Exercise details: Write down exactly the lines from the one with "Target: white ceiling beam" to the end of the data, first and last included, and no others.

━━━━━━

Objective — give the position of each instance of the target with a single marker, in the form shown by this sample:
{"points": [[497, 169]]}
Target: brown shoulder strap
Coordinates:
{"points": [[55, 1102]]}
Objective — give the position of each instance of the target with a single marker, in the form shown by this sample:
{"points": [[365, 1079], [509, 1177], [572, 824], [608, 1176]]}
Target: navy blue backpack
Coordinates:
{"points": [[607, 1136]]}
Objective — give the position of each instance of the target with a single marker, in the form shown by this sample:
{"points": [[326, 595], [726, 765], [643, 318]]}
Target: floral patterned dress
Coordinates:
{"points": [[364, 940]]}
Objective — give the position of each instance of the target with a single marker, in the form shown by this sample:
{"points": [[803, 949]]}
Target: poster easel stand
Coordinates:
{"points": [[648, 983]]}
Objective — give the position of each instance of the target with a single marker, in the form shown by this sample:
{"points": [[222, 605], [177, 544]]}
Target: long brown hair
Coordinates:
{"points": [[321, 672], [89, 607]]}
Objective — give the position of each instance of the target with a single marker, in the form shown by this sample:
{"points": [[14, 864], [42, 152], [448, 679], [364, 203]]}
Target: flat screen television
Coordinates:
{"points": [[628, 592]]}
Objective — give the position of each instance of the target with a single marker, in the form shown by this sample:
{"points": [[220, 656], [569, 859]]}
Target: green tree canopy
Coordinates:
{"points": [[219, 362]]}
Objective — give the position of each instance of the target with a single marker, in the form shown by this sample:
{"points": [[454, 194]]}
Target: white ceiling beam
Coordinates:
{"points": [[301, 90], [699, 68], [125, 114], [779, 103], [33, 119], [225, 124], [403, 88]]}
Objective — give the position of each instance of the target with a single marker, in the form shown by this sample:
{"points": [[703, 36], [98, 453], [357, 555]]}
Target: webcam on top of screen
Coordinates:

━━━━━━

Reply to the task:
Target: white ceiling beam
Coordinates:
{"points": [[301, 90], [699, 68], [125, 114], [779, 103], [33, 119], [225, 124], [403, 88]]}
Objective — give the position of each instance of the target with a single marker, in the form shown by this sample:
{"points": [[703, 36], [98, 453], [357, 555]]}
Target: webcam on top of screen
Coordinates:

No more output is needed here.